[PAGE TEXT]
################

Ben Mechen and Kevin Guyan

On Tuesday 8th April 2014, thirteen speakers and twenty delegates, from PhD students to professors, gathered for a one-day symposium at University College London called ‘New Directions: Gender, Sex and Sexuality in 20th Century British History‘.

Across twelve papers and one keynote address, tackling everything from the sexual and racial anxieties of Cardiff’s dockside in the years before World War Two to the complexities of the Church of England’s attitude to homosexual law reform in the 1960s, the symposium demonstrated the continued vitality of research into gender, sex and sexuality in modern British history. It also suggested some promising methodological reorientations. In this post, we’d like to summarise what we see as some of the exciting ‘new directions’ in which scholarship might be heading.

Laura Doan opened with a challenging and theoretically-engaged keynote address entitled ‘Queer history, memory and time: the case of Alan Turing’. With her groundbreaking Disturbing Practices: History, Sexuality and Women’s Experience of Modern War (Chicago, 2013) having created such a stir last year, we had long decided Laura would be a terrific ‘headline act’. We also thought she’d be a very fitting one, her work attuned equally to the history of sexuality and its historiographies. We then tried to build a programme with a similarly dual focus.

Using as an example Alan Turing – mathematician, World War Two codebreaker and the subject of renewed attention from historians, politicians and the public following his posthumous pardon for gross indecency with another man – Doan put forth her case for a rapprochement between queer scholars and historians of sexuality through the joint enterprise of a “queer critical history”. Such a history would question some of the stories we tell ourselves about some ‘heroes’ of the LGBT or queer past, and instead try to understand these figures on their own terms (a point also recently made by Matt Houlbrook). Laura has been credited with shifting the terrain upon which historians of sexuality now work; in this talk she again demonstrated why.

After Laura’s address, attention shifted to the panels. The interests and conclusions of the speakers were diverse, but some key themes nevertheless emerged. We might pick out three (with apologies to those speakers whose papers covered different ground, but were no less rewarding: Justin Bengry, Katie Hindmarch-Watson and Ben Mechen).

First of all, there was a clear desire to rethink and reconfigure two overly simplistic narratives in the history of modern Britain. Firstly, the gradual displacement of social conservatism by liberalism, at least in the period up to 1979. Secondly, the (apparently related) displacement of religiosity – in both private and public life – by secularism. Cait Beaumont’s (London South Bank) work spoke to the former. Her study of the Mothers’ Union and other conservative women’s associations, and their campaigns against the draconian policing of sex workers in the 1950s, reminded us that “conservative” positions on sexual matters have often been far more complex than assumed.

################

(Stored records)
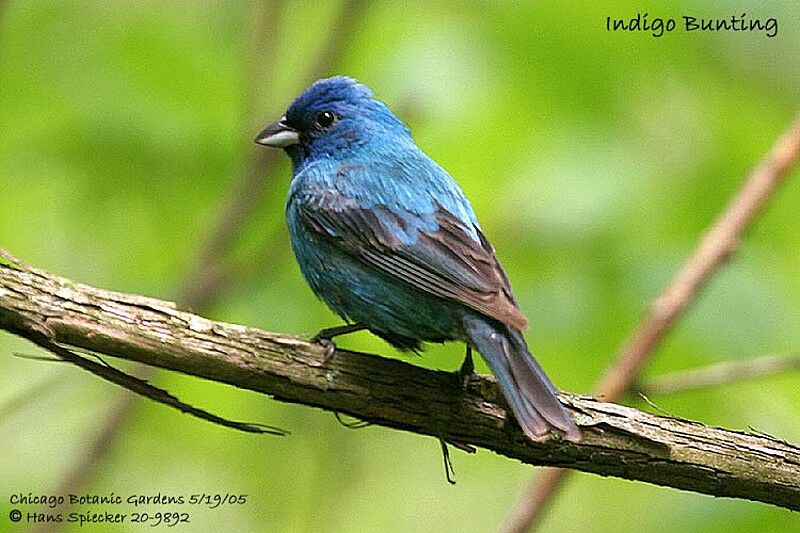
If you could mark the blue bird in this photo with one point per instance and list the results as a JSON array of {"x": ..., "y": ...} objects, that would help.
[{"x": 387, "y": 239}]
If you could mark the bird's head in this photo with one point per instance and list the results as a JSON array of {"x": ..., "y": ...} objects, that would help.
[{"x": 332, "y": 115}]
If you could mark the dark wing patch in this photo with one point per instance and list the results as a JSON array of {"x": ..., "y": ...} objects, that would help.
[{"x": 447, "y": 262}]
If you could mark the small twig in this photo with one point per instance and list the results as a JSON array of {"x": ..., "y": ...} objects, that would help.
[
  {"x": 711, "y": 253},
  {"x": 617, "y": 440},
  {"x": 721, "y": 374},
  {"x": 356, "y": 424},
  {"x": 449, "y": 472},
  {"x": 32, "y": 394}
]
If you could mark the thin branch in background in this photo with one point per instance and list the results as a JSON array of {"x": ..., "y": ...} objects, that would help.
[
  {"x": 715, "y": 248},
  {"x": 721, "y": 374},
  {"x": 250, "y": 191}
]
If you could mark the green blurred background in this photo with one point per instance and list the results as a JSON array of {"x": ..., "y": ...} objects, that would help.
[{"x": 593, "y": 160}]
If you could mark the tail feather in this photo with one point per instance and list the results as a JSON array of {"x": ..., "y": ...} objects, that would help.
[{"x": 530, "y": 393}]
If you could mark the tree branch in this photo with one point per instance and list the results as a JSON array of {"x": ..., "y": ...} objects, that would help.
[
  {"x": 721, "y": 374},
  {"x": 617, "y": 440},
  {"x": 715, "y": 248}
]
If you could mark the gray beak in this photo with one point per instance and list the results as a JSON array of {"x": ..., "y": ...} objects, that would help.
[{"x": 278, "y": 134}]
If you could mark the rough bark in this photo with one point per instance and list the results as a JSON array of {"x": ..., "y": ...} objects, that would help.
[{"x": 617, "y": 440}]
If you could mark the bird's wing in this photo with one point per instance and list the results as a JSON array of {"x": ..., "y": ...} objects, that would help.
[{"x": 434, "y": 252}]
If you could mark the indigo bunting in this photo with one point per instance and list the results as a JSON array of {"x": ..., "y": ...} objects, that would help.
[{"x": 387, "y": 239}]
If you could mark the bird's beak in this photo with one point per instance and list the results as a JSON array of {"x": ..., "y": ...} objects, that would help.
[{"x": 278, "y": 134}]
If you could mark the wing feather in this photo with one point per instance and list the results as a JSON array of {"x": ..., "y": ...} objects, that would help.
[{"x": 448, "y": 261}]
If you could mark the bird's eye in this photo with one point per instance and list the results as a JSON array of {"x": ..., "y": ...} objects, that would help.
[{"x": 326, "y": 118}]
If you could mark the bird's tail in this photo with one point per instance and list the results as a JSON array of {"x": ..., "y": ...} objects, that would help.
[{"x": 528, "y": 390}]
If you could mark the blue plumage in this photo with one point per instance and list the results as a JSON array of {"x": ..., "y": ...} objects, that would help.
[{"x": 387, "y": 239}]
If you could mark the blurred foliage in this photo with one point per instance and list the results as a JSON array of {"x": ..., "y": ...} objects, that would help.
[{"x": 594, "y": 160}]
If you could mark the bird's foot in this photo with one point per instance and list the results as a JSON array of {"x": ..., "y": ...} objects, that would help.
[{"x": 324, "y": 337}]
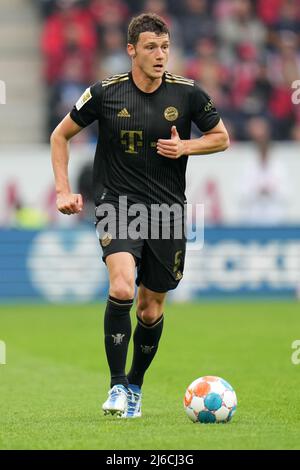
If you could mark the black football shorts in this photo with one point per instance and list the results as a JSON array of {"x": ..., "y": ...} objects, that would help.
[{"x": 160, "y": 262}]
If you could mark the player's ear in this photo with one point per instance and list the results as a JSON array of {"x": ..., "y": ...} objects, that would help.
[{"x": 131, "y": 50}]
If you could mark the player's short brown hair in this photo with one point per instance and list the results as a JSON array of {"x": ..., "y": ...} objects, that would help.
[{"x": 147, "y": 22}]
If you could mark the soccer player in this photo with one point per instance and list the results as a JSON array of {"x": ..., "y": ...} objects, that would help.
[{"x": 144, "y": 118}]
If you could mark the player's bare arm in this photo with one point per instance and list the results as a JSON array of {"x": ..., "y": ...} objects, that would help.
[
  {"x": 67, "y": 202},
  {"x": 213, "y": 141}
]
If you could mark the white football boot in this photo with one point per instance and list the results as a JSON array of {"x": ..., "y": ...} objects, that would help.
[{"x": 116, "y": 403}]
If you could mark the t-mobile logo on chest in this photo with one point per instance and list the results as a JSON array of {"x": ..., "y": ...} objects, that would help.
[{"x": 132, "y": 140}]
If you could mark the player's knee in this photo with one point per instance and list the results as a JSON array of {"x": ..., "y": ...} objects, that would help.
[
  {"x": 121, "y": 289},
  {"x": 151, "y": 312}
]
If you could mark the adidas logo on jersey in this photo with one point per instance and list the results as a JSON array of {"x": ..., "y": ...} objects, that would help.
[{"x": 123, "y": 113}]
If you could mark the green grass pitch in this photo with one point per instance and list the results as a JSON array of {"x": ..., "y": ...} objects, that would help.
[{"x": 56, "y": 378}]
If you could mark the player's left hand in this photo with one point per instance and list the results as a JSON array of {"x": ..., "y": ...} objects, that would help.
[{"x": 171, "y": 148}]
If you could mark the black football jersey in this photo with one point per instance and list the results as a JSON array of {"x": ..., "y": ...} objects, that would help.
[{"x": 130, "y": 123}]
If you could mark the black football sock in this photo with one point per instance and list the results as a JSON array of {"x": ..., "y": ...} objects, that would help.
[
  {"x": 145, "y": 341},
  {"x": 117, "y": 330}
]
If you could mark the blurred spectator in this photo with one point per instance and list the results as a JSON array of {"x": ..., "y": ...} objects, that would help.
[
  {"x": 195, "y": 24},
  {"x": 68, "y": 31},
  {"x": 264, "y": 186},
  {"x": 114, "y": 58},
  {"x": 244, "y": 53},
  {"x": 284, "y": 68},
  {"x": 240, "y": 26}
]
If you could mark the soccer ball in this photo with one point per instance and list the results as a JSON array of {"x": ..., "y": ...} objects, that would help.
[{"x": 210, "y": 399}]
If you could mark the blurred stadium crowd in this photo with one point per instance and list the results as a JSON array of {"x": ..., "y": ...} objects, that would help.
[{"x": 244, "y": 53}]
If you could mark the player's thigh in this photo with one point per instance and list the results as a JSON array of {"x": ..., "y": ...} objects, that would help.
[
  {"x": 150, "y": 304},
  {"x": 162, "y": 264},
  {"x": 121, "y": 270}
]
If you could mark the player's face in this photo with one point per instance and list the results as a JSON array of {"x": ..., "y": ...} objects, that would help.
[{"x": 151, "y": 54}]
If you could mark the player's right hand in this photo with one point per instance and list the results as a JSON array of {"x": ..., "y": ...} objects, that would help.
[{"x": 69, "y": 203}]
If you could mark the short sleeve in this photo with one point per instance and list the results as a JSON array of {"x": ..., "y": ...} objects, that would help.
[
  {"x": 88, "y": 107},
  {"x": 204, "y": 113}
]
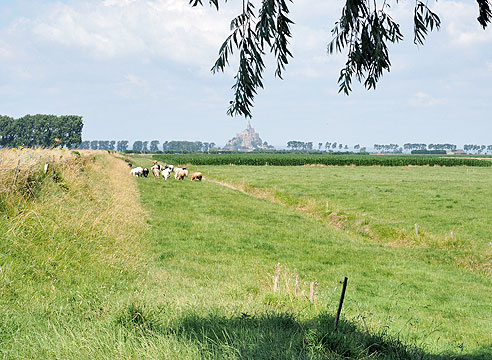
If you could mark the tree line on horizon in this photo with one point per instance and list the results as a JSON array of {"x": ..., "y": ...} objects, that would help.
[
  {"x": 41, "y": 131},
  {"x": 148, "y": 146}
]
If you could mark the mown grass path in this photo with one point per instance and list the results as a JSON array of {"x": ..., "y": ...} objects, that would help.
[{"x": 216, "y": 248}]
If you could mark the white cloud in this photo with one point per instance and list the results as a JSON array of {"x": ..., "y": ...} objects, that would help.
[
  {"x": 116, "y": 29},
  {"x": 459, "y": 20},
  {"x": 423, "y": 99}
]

################

[TO-DO LIST]
• A. Using the symposium report, decide whether each statement agrees with it: (i) The symposium took place at University College London on Tuesday 8th April 2014. (ii) The symposium featured fifteen papers. (iii) Cait Beaumont's work addressed the displacement of religiosity by secularism. For each, answer yes or no and quote the deciding words.
• B. Extend the symposium report past its final sentence.

[RESPONSE LIST]
• A.
(i) Yes: "On Tuesday 8th April 2014, thirteen speakers and twenty delegates, from PhD students to professors, gathered for a one-day symposium at University College London"
(ii) No: "Across twelve papers and one keynote address"
(iii) No: "Cait Beaumont’s (London South Bank) work spoke to the former."

• B.
What we might call a ‘return to religion’, meanwhile, was evident in three of the papers: Laura Ramsay (Nottingham) on the Church of England’s complex attitudes towards homosexuality in the run-up to decriminalisation in 1967; Timothy Jones (La Trobe) on how the “secularisation thesis” had outlived its usefulness as an explanatory paradigm in the British history of sexuality (he suggests engagement with a “postsecular” turn visible across the humanities and social sciences); and Sean Brady (Birkbeck) on Northern Ireland’s Free Presbyterian Church and its “Save Ulster From Sodomy!” campaign of the late 1970s. Indeed, Ramsay, Jones and Brady seem part of a perceptible shift towards religious history in the history of gender and sexuality in Britain – Lucy Delap and Sue Morgan’s recent edited volume Men, Masculinities and Religious Change in 20th Century Britain (Routledge, 2013) springs to mind, as does Harry Cocks’ work on the Victorian “discovery” of Sodom and Gomorrah and Joy Dixon’s forthcoming Sexual Heresies: Religion, Science, and Sexuality in Modern Britain.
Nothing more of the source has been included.